## Task to complete
Give the lines of every item below as a Markdown table with the columns Num and Content, numbering each row and leaving out blank lines.

[Rows from a pointing dataset]
● ● ● ● ●
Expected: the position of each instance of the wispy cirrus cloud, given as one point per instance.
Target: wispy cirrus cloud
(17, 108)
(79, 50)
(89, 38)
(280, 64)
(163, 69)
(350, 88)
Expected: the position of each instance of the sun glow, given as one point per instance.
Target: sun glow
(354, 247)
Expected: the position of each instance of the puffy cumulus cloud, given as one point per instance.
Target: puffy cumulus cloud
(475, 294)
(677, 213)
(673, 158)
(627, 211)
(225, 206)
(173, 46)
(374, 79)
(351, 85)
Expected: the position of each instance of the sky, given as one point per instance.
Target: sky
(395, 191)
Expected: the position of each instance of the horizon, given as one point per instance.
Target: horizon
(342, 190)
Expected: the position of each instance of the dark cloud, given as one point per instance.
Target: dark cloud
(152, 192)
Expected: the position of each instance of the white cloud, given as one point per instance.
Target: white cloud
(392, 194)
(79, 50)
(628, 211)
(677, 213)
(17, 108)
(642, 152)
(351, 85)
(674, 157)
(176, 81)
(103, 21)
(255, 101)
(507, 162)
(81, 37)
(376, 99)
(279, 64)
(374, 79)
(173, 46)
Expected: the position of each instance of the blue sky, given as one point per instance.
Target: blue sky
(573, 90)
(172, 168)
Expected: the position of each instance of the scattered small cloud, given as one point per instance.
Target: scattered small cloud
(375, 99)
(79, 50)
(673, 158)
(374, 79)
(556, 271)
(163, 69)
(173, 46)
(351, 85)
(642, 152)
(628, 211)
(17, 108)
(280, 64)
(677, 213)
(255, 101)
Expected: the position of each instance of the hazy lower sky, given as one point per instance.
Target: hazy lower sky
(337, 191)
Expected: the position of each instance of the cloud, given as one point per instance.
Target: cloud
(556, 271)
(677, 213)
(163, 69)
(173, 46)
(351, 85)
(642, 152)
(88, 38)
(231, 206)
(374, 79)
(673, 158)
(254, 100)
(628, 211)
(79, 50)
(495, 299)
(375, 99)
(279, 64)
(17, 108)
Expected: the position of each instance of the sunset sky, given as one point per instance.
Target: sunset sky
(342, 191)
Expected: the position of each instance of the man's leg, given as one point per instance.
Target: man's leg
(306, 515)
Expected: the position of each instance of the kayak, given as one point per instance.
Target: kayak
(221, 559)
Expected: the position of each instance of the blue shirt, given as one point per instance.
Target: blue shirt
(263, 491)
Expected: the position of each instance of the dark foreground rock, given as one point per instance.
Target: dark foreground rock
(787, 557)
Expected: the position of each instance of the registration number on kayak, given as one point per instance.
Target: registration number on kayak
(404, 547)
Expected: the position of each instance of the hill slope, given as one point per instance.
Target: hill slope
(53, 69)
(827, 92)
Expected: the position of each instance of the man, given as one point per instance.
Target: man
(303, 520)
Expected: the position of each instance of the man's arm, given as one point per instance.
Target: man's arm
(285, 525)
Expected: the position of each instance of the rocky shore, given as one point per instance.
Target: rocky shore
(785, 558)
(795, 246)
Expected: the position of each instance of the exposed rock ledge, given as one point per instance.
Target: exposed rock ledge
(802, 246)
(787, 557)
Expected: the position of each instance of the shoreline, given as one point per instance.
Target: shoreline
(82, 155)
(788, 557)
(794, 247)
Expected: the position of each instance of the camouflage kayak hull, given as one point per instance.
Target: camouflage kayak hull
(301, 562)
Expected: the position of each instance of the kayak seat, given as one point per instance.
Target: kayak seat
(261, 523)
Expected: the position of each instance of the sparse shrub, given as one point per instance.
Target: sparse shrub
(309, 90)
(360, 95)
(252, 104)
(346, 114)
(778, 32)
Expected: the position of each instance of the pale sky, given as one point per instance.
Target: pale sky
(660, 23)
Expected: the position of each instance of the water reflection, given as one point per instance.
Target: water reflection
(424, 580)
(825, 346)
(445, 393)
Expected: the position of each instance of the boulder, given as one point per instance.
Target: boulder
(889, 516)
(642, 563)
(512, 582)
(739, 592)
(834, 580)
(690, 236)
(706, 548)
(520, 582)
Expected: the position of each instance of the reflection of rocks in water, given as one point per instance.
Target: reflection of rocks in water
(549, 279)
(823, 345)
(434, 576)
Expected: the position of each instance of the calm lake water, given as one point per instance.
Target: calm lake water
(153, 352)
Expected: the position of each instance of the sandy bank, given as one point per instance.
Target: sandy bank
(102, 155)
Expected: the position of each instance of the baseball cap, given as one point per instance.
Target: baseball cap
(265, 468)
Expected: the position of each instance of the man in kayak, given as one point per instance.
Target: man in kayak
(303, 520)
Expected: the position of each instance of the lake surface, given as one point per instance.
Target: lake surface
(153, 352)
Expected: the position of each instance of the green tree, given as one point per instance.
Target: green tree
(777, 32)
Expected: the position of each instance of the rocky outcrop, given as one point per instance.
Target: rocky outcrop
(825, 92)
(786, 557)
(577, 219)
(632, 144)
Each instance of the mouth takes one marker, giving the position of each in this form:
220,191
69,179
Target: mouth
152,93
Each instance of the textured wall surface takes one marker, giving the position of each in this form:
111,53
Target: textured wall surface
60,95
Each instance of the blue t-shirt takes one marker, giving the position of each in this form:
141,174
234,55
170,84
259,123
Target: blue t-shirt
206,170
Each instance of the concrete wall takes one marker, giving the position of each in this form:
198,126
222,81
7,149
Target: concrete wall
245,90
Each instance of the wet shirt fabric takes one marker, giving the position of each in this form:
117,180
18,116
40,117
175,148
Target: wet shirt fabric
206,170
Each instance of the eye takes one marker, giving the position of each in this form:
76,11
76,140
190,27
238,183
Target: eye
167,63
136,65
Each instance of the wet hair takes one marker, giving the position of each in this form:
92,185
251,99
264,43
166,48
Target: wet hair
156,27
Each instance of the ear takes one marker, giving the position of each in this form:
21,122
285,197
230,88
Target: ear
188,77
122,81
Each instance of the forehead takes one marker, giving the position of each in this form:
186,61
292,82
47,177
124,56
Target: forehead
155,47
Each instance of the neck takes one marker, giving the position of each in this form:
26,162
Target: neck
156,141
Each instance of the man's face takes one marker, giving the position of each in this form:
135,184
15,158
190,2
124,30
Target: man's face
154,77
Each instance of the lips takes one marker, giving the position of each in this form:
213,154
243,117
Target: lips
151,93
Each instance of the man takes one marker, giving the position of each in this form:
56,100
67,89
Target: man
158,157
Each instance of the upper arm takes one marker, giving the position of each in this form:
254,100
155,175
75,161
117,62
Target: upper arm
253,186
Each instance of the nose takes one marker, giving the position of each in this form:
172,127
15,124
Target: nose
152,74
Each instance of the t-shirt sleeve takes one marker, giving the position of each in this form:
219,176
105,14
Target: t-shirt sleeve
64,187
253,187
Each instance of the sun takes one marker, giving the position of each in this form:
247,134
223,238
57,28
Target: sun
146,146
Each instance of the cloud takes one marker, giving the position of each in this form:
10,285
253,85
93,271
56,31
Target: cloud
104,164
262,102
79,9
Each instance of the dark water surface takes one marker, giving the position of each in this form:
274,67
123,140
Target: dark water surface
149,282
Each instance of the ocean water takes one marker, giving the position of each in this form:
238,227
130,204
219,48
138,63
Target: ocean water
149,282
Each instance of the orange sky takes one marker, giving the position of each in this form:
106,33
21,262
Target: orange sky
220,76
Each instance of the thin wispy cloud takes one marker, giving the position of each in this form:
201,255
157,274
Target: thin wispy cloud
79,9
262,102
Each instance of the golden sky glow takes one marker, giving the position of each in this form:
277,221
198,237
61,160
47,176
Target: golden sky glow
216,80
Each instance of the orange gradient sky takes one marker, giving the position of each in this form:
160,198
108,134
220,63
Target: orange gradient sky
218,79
● ● ● ● ●
## Task answer
| Num | Content |
|---|---|
| 1 | Expected: the position of each instance of the wispy cirrus cloud, given as one point per instance. |
| 2 | Target: wispy cirrus cloud |
| 3 | (17, 108) |
| 4 | (79, 50) |
| 5 | (89, 38) |
| 6 | (280, 64) |
| 7 | (163, 69) |
| 8 | (350, 88) |
| 9 | Expected: the position of each instance of the sun glow, given as one point per instance. |
| 10 | Target: sun glow |
| 11 | (354, 247) |
| 12 | Expected: the position of each instance of the puffy cumulus cloud, given as one point per instance. |
| 13 | Target: puffy cumulus cloud |
| 14 | (475, 294) |
| 15 | (677, 213) |
| 16 | (673, 158) |
| 17 | (627, 211) |
| 18 | (225, 206) |
| 19 | (173, 46) |
| 20 | (374, 79) |
| 21 | (351, 85) |
| 22 | Expected: the position of each instance of the sky, given as one point per instance. |
| 23 | Target: sky |
| 24 | (395, 191) |
| 25 | Expected: the position of each instance of the horizon, given as one point per instance. |
| 26 | Target: horizon |
| 27 | (342, 190) |
| 28 | Expected: the position of each instance of the dark cloud, given as one point per instance. |
| 29 | Target: dark cloud |
| 30 | (152, 192) |
| 31 | Expected: the position of each instance of the white cloud, given as one point per instance. |
| 32 | Target: white cloud |
| 33 | (392, 194) |
| 34 | (79, 50) |
| 35 | (628, 211) |
| 36 | (677, 213) |
| 37 | (17, 108) |
| 38 | (642, 152) |
| 39 | (351, 85) |
| 40 | (674, 157) |
| 41 | (176, 81) |
| 42 | (103, 21) |
| 43 | (255, 101) |
| 44 | (507, 162) |
| 45 | (81, 37) |
| 46 | (376, 99) |
| 47 | (279, 64) |
| 48 | (374, 79) |
| 49 | (173, 46) |
| 50 | Expected: the position of each instance of the blue sky, given as one point per instance. |
| 51 | Target: blue sky |
| 52 | (573, 90) |
| 53 | (172, 168) |
| 54 | Expected: the position of each instance of the scattered small cloud, given as one point per instance. |
| 55 | Target: scattered small cloud |
| 56 | (375, 99) |
| 57 | (79, 50) |
| 58 | (673, 158) |
| 59 | (374, 79) |
| 60 | (556, 271) |
| 61 | (163, 69) |
| 62 | (173, 46) |
| 63 | (351, 85) |
| 64 | (642, 152) |
| 65 | (628, 211) |
| 66 | (17, 108) |
| 67 | (280, 64) |
| 68 | (677, 213) |
| 69 | (255, 101) |
| 70 | Expected: the position of each instance of the hazy lower sky, given as one point per instance. |
| 71 | Target: hazy lower sky |
| 72 | (337, 191) |
| 73 | Expected: the position of each instance of the cloud, given as one point per instance. |
| 74 | Target: cloud |
| 75 | (556, 271) |
| 76 | (677, 213) |
| 77 | (163, 69) |
| 78 | (173, 46) |
| 79 | (351, 85) |
| 80 | (642, 152) |
| 81 | (88, 38) |
| 82 | (231, 206) |
| 83 | (374, 79) |
| 84 | (673, 158) |
| 85 | (254, 100) |
| 86 | (628, 211) |
| 87 | (79, 50) |
| 88 | (495, 299) |
| 89 | (375, 99) |
| 90 | (279, 64) |
| 91 | (17, 108) |
| 92 | Expected: the position of each instance of the sunset sky, given as one point per instance. |
| 93 | Target: sunset sky |
| 94 | (342, 191) |
| 95 | Expected: the position of each instance of the man's leg, given as one point per instance. |
| 96 | Target: man's leg |
| 97 | (306, 515) |
| 98 | Expected: the position of each instance of the kayak, given as one point per instance. |
| 99 | Target: kayak |
| 100 | (221, 559) |
| 101 | Expected: the position of each instance of the blue shirt, given as one point per instance. |
| 102 | Target: blue shirt |
| 103 | (263, 491) |
| 104 | Expected: the position of each instance of the dark foreground rock, given as one point per instance. |
| 105 | Target: dark foreground rock |
| 106 | (787, 557) |
| 107 | Expected: the position of each instance of the registration number on kayak, given as one point per instance. |
| 108 | Target: registration number on kayak |
| 109 | (404, 547) |
| 110 | Expected: the position of each instance of the hill slope, given as one point per instance. |
| 111 | Target: hill slope |
| 112 | (53, 69) |
| 113 | (827, 92) |
| 114 | Expected: the position of each instance of the man, given as one point per instance. |
| 115 | Target: man |
| 116 | (303, 520) |
| 117 | Expected: the position of each instance of the man's arm, given as one point per instance. |
| 118 | Target: man's arm |
| 119 | (285, 525) |
| 120 | Expected: the position of each instance of the rocky shore, given as one point per instance. |
| 121 | Target: rocky shore |
| 122 | (785, 558) |
| 123 | (795, 246) |
| 124 | Expected: the position of each instance of the exposed rock ledge, given as one point per instance. |
| 125 | Target: exposed rock ledge |
| 126 | (802, 246) |
| 127 | (787, 557) |
| 128 | Expected: the position of each instance of the shoreline, given as one point per instance. |
| 129 | Target: shoreline |
| 130 | (82, 155) |
| 131 | (788, 557) |
| 132 | (794, 247) |
| 133 | Expected: the position of each instance of the camouflage kayak hull, given as one point per instance. |
| 134 | Target: camouflage kayak hull |
| 135 | (301, 562) |
| 136 | Expected: the position of each instance of the kayak seat, given as one point per instance. |
| 137 | Target: kayak seat |
| 138 | (261, 523) |
| 139 | Expected: the position of each instance of the sparse shrub, given as one point per instance. |
| 140 | Target: sparse shrub |
| 141 | (309, 90) |
| 142 | (360, 95) |
| 143 | (252, 104) |
| 144 | (346, 114) |
| 145 | (778, 32) |
| 146 | Expected: the position of each instance of the pale sky, given as one point per instance. |
| 147 | Target: pale sky |
| 148 | (660, 23) |
| 149 | Expected: the position of each instance of the water reflection, given as one point per instance. |
| 150 | Target: water reflection |
| 151 | (424, 580) |
| 152 | (825, 346) |
| 153 | (445, 393) |
| 154 | Expected: the position of each instance of the boulder, given as one point per instance. |
| 155 | Target: boulder |
| 156 | (889, 516) |
| 157 | (642, 563) |
| 158 | (512, 582) |
| 159 | (739, 592) |
| 160 | (834, 580) |
| 161 | (690, 236) |
| 162 | (706, 548) |
| 163 | (520, 582) |
| 164 | Expected: the position of each instance of the reflection of rocks in water, given as one point per instance. |
| 165 | Target: reflection of rocks in water |
| 166 | (549, 279) |
| 167 | (823, 345) |
| 168 | (434, 576) |
| 169 | Expected: the position of each instance of the calm lake water, given as one point per instance. |
| 170 | Target: calm lake water |
| 171 | (153, 352) |
| 172 | Expected: the position of each instance of the sandy bank, given as one point per instance. |
| 173 | Target: sandy bank |
| 174 | (102, 155) |
| 175 | Expected: the position of each instance of the baseball cap, given as one point per instance. |
| 176 | Target: baseball cap |
| 177 | (265, 468) |
| 178 | Expected: the position of each instance of the man in kayak, given as one point per instance. |
| 179 | Target: man in kayak |
| 180 | (303, 520) |
| 181 | Expected: the position of each instance of the lake surface, given as one point per instance. |
| 182 | Target: lake surface |
| 183 | (153, 352) |
| 184 | Expected: the position of each instance of the green tree, given as one point per instance. |
| 185 | Target: green tree |
| 186 | (777, 32) |
| 187 | Expected: the position of each instance of the rocky outcrop, given as one point per instance. |
| 188 | Target: rocky outcrop |
| 189 | (825, 92) |
| 190 | (786, 557) |
| 191 | (577, 219) |
| 192 | (632, 144) |
| 193 | Each instance of the mouth takes one marker, giving the position of each in this form: |
| 194 | 220,191 |
| 195 | 69,179 |
| 196 | Target: mouth |
| 197 | 152,93 |
| 198 | Each instance of the textured wall surface takes one marker, giving the position of each in this form: |
| 199 | 111,53 |
| 200 | Target: textured wall surface |
| 201 | 60,95 |
| 202 | Each instance of the blue t-shirt takes one marker, giving the position of each in this form: |
| 203 | 141,174 |
| 204 | 234,55 |
| 205 | 170,84 |
| 206 | 259,123 |
| 207 | Target: blue t-shirt |
| 208 | 206,170 |
| 209 | Each instance of the concrete wall takes one marker, giving the position of each in this form: |
| 210 | 198,126 |
| 211 | 222,81 |
| 212 | 7,149 |
| 213 | Target: concrete wall |
| 214 | 245,90 |
| 215 | Each instance of the wet shirt fabric takes one marker, giving the position of each in this form: |
| 216 | 117,180 |
| 217 | 18,116 |
| 218 | 40,117 |
| 219 | 175,148 |
| 220 | Target: wet shirt fabric |
| 221 | 206,170 |
| 222 | Each instance of the eye takes one marker, giving the position of each in this form: |
| 223 | 76,11 |
| 224 | 76,140 |
| 225 | 190,27 |
| 226 | 238,183 |
| 227 | Target: eye |
| 228 | 167,63 |
| 229 | 136,65 |
| 230 | Each instance of the wet hair takes one marker, giving the position of each in this form: |
| 231 | 92,185 |
| 232 | 251,99 |
| 233 | 264,43 |
| 234 | 166,48 |
| 235 | Target: wet hair |
| 236 | 156,27 |
| 237 | Each instance of the ear takes one marker, giving the position of each in this form: |
| 238 | 21,122 |
| 239 | 285,197 |
| 240 | 230,88 |
| 241 | Target: ear |
| 242 | 188,77 |
| 243 | 122,81 |
| 244 | Each instance of the forehead takes one marker, giving the position of each in this form: |
| 245 | 186,61 |
| 246 | 292,82 |
| 247 | 47,177 |
| 248 | 124,56 |
| 249 | Target: forehead |
| 250 | 155,47 |
| 251 | Each instance of the neck takes one marker, giving the position of each in this form: |
| 252 | 26,162 |
| 253 | Target: neck |
| 254 | 156,141 |
| 255 | Each instance of the man's face takes one marker, giving the position of each in this form: |
| 256 | 135,184 |
| 257 | 15,158 |
| 258 | 190,2 |
| 259 | 124,30 |
| 260 | Target: man's face |
| 261 | 154,77 |
| 262 | Each instance of the lips takes one marker, giving the position of each in this form: |
| 263 | 213,154 |
| 264 | 243,117 |
| 265 | Target: lips |
| 266 | 151,93 |
| 267 | Each instance of the man takes one marker, giving the position of each in this form: |
| 268 | 56,100 |
| 269 | 67,89 |
| 270 | Target: man |
| 271 | 158,157 |
| 272 | Each instance of the upper arm takes one marker, giving the position of each in this form: |
| 273 | 254,100 |
| 274 | 155,175 |
| 275 | 75,161 |
| 276 | 117,62 |
| 277 | Target: upper arm |
| 278 | 253,186 |
| 279 | Each instance of the nose takes one marker, giving the position of each in this form: |
| 280 | 172,127 |
| 281 | 15,124 |
| 282 | Target: nose |
| 283 | 152,74 |
| 284 | Each instance of the t-shirt sleeve takes one marker, giving the position of each in this form: |
| 285 | 219,176 |
| 286 | 105,14 |
| 287 | Target: t-shirt sleeve |
| 288 | 64,187 |
| 289 | 253,187 |
| 290 | Each instance of the sun takes one marker, giving the position of each in this form: |
| 291 | 247,134 |
| 292 | 223,238 |
| 293 | 57,28 |
| 294 | Target: sun |
| 295 | 146,146 |
| 296 | Each instance of the cloud takes one marker, giving the position of each in this form: |
| 297 | 10,285 |
| 298 | 253,85 |
| 299 | 93,271 |
| 300 | 56,31 |
| 301 | Target: cloud |
| 302 | 104,164 |
| 303 | 262,102 |
| 304 | 79,9 |
| 305 | Each instance of the dark water surface takes one marker, giving the position of each in this form: |
| 306 | 274,67 |
| 307 | 123,140 |
| 308 | Target: dark water surface |
| 309 | 149,282 |
| 310 | Each instance of the ocean water takes one marker, giving the position of each in this form: |
| 311 | 238,227 |
| 312 | 130,204 |
| 313 | 219,48 |
| 314 | 138,63 |
| 315 | Target: ocean water |
| 316 | 149,282 |
| 317 | Each instance of the orange sky takes one marker, giving the position of each in this form: |
| 318 | 106,33 |
| 319 | 21,262 |
| 320 | Target: orange sky |
| 321 | 220,76 |
| 322 | Each instance of the thin wispy cloud takes one marker, giving the position of each in this form: |
| 323 | 201,255 |
| 324 | 157,274 |
| 325 | Target: thin wispy cloud |
| 326 | 79,9 |
| 327 | 262,102 |
| 328 | Each instance of the golden sky glow takes one marker, giving the position of each in this form: |
| 329 | 277,221 |
| 330 | 198,237 |
| 331 | 61,160 |
| 332 | 47,176 |
| 333 | Target: golden sky glow |
| 334 | 216,80 |
| 335 | Each instance of the orange gradient sky takes one marker, giving the position of each in this form: |
| 336 | 160,198 |
| 337 | 108,134 |
| 338 | 220,63 |
| 339 | Target: orange gradient sky |
| 340 | 218,79 |